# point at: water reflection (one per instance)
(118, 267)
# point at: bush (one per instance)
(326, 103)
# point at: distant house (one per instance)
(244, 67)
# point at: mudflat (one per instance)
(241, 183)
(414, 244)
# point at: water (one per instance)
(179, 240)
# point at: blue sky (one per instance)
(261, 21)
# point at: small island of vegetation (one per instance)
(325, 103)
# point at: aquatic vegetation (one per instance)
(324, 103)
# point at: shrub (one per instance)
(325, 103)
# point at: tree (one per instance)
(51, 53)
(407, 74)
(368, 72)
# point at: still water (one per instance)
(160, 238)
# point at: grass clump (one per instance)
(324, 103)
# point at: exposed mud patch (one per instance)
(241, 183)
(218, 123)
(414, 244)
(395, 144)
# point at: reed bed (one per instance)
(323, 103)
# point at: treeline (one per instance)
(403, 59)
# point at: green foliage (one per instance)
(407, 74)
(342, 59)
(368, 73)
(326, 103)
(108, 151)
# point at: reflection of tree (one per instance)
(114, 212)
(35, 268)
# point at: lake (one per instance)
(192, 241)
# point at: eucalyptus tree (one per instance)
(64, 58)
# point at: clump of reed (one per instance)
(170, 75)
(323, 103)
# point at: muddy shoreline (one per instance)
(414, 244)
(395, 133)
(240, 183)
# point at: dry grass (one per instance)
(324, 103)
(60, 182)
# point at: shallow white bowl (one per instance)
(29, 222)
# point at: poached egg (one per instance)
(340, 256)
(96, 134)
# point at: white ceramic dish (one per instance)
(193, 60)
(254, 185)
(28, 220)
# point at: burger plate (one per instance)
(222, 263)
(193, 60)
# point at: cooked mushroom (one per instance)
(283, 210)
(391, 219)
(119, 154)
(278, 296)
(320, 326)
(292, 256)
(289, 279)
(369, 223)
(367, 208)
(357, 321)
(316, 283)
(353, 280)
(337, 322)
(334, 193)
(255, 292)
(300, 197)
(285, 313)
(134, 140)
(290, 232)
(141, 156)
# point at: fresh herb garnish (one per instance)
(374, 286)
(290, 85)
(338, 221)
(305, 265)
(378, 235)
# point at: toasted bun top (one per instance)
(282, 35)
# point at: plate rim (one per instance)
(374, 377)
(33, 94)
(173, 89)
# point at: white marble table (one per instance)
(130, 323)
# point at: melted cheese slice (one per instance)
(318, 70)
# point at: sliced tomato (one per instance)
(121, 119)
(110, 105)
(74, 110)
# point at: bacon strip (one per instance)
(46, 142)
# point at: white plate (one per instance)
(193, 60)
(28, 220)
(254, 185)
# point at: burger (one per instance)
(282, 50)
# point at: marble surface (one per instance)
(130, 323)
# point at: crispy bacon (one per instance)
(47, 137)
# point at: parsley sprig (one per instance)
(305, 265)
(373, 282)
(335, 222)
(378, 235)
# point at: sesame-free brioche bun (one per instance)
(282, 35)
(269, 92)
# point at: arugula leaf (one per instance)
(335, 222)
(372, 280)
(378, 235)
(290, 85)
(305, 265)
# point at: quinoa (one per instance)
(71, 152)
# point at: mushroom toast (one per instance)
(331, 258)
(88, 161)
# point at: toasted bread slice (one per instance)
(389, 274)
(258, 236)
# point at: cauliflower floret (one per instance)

● ● ● ● ● ● ●

* [THE TASK]: Please write out each line of the listing above exactly.

* [YOUR SOLUTION]:
# point at: water reflection (one per instance)
(118, 267)
# point at: bush (one per instance)
(326, 103)
# point at: distant house (one per instance)
(244, 67)
# point at: mudflat (one per instance)
(241, 183)
(414, 244)
# point at: water (one per instance)
(179, 240)
# point at: blue sky (one per instance)
(261, 21)
# point at: small island of vegetation (one per instance)
(325, 103)
# point at: aquatic vegetation (one per instance)
(324, 103)
# point at: shrub (one per instance)
(325, 103)
# point at: tree (one per instance)
(51, 53)
(407, 74)
(368, 72)
# point at: still water (one per instance)
(160, 238)
# point at: grass clump (one per instance)
(324, 103)
# point at: exposed mud patch (one per instance)
(241, 183)
(218, 123)
(414, 244)
(395, 144)
# point at: reed bed (one per instance)
(323, 103)
# point at: treeline (one per instance)
(403, 59)
# point at: green foliage (one per instance)
(407, 74)
(342, 59)
(368, 73)
(326, 103)
(108, 151)
# point at: reflection of tree (one per instance)
(114, 212)
(35, 268)
# point at: lake (one per instance)
(192, 241)
# point at: eucalyptus tree (one per instance)
(64, 58)
# point at: clump of reed (one per instance)
(170, 75)
(323, 103)
# point at: muddy shoreline (one per instance)
(414, 244)
(395, 133)
(240, 183)
# point at: dry grass (one per instance)
(324, 103)
(60, 182)
# point at: shallow white bowl (one per instance)
(29, 222)
# point at: poached egg (one per instance)
(340, 256)
(96, 134)
# point at: white ceramic dish (one per instance)
(193, 60)
(254, 185)
(28, 220)
# point at: burger plate (one per instance)
(222, 263)
(193, 60)
# point at: cooked mushroom (one per instance)
(283, 210)
(391, 219)
(119, 154)
(278, 296)
(320, 326)
(292, 256)
(289, 279)
(369, 223)
(367, 208)
(357, 321)
(316, 283)
(353, 280)
(337, 322)
(334, 193)
(255, 292)
(300, 197)
(285, 313)
(134, 140)
(290, 232)
(141, 156)
# point at: fresh herb garnish (one per instance)
(374, 286)
(290, 85)
(338, 221)
(305, 265)
(378, 235)
# point at: toasted bun top (one per instance)
(282, 35)
# point at: plate rim (one per instance)
(374, 377)
(33, 94)
(173, 89)
# point at: white marble table (one per instance)
(130, 323)
# point at: melted cheese slice (one per instance)
(318, 70)
# point at: sliced tomato (one per instance)
(121, 119)
(110, 105)
(74, 110)
# point at: bacon strip (one per instance)
(46, 142)
# point at: white plate (one per instance)
(193, 60)
(28, 220)
(254, 185)
# point at: burger (one per instance)
(282, 50)
# point at: marble surface (one per instance)
(130, 323)
# point at: crispy bacon (one per instance)
(47, 137)
# point at: parsley sprig (one per instance)
(305, 265)
(373, 282)
(335, 222)
(378, 235)
# point at: sesame-free brioche bun (one per instance)
(282, 35)
(269, 92)
# point at: arugula leaf (one per instance)
(335, 222)
(372, 280)
(378, 235)
(290, 85)
(305, 265)
# point at: quinoa (one per instance)
(71, 152)
# point at: mushroom toast (one per instance)
(331, 258)
(88, 161)
# point at: toasted bread slice (one per instance)
(389, 274)
(258, 236)
# point at: cauliflower floret (one per instance)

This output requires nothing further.